Set down the material below in full, matching it exactly.

(Labeled-object pointing entries)
[START]

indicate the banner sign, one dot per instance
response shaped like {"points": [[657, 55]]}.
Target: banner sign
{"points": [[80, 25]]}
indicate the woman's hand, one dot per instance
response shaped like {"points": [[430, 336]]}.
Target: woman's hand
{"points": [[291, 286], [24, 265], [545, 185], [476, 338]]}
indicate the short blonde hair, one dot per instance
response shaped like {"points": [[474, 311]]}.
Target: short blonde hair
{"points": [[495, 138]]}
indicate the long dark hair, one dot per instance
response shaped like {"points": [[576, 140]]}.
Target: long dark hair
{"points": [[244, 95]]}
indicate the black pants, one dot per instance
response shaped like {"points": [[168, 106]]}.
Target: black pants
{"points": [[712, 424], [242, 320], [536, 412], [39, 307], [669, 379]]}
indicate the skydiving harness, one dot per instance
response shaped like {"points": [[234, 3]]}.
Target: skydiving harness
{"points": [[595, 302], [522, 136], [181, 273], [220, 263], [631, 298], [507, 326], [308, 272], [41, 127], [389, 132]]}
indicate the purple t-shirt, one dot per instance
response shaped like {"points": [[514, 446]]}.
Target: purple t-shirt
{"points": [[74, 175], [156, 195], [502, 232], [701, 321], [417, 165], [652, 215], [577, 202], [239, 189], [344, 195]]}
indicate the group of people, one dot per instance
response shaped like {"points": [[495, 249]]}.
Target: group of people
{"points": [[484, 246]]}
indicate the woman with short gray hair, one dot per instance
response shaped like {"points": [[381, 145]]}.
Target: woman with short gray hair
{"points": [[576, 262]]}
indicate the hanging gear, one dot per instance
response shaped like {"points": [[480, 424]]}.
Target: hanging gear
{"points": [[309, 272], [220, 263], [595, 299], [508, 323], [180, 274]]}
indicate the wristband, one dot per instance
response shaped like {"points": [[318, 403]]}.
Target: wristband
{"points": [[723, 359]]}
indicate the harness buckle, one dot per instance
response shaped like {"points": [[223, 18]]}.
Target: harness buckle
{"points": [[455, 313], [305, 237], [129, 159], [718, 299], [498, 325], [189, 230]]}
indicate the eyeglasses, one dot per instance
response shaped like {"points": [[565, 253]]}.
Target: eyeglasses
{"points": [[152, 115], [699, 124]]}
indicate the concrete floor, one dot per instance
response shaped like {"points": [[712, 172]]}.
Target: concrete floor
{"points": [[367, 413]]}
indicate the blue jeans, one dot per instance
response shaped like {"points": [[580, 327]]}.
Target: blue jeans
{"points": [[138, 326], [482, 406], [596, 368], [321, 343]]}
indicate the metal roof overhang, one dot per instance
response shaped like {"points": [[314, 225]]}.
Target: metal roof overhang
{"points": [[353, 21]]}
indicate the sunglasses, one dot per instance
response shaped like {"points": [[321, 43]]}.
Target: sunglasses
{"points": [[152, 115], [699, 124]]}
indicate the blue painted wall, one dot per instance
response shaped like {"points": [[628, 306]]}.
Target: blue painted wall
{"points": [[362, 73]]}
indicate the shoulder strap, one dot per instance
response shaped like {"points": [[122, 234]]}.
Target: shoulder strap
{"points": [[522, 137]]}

[END]

REPLY TO THE TASK:
indicate the banner sign, one dot per instance
response shaped like {"points": [[657, 55]]}.
Target: banner sign
{"points": [[80, 25]]}
indicate the woman's hand, one dot per instance
response shaped like {"points": [[430, 336]]}.
Target: woman's hand
{"points": [[291, 286], [24, 265], [545, 185], [476, 338]]}
indicate the short blonde hair, one dot per instance
response shaped like {"points": [[474, 311]]}.
Target: short blonde hair
{"points": [[495, 138]]}
indicate the long dark hair, one dot per instance
response shaped like {"points": [[576, 140]]}.
Target: long dark hair
{"points": [[244, 95]]}
indicate the black pants, one dot per instance
response shaped like {"points": [[168, 106]]}.
Target: black pants
{"points": [[712, 424], [242, 320], [536, 412], [39, 307], [669, 379]]}
indicate the skydiving harness, one dot per instance
response shaped like {"points": [[234, 3]]}.
Target: skydiving harness
{"points": [[595, 302], [522, 136], [181, 273], [220, 263], [631, 298], [507, 326], [308, 272], [41, 127], [389, 132]]}
indicate the purple t-shirt, one dot per instance
response shaped like {"points": [[514, 446]]}.
Target: purple t-shirt
{"points": [[74, 175], [156, 195], [502, 232], [701, 321], [417, 165], [652, 215], [577, 202], [239, 189], [344, 195]]}
indicate the group of people, one dot per instance
response shaped like {"points": [[495, 249]]}.
Target: group of people
{"points": [[484, 246]]}
indicate the woman with short gray hair, one dot per instance
response shaped like {"points": [[381, 145]]}.
Target: woman with short gray hair
{"points": [[576, 262]]}
indicate the hanging gear, one dot per instance
response shaped like {"points": [[480, 424]]}.
Target: hanging gear
{"points": [[309, 272], [220, 263], [595, 299], [508, 323], [180, 274]]}
indicate the wristband, one dot per instance
response shaped like {"points": [[318, 403]]}.
Target: wristband
{"points": [[723, 359]]}
indicate the harness buckle, one dot per instance
response shaped like {"points": [[223, 18]]}.
Target: harness buckle
{"points": [[455, 313], [305, 237], [129, 159], [718, 299], [498, 325], [189, 230]]}
indicate the eyeglasses, one dot per instance
response shaped like {"points": [[565, 253]]}.
Target: eyeglasses
{"points": [[152, 115], [699, 124]]}
indicate the concrete floor, one dot per instance
response shaped like {"points": [[712, 172]]}.
Target: concrete floor
{"points": [[367, 413]]}
indicate the blue jeans, one dot per instance
response shaped like {"points": [[580, 327]]}.
Target: blue jeans
{"points": [[138, 326], [482, 406], [596, 368], [321, 343]]}
indicate the metal roof overhang, one dot per instance
response shaped like {"points": [[314, 225]]}.
Target: metal roof overhang
{"points": [[353, 21]]}
indicate the sunglasses, one dot per instance
response shaped like {"points": [[321, 43]]}.
Target: sunglasses
{"points": [[152, 115], [699, 124]]}
indicate the blue painted wall, one dot per instance
response shaped like {"points": [[628, 306]]}.
Target: blue painted wall
{"points": [[362, 73]]}
indicate the shoulder strap, one dot per instance
response shaped like {"points": [[122, 234]]}.
Target: shoulder strap
{"points": [[522, 137]]}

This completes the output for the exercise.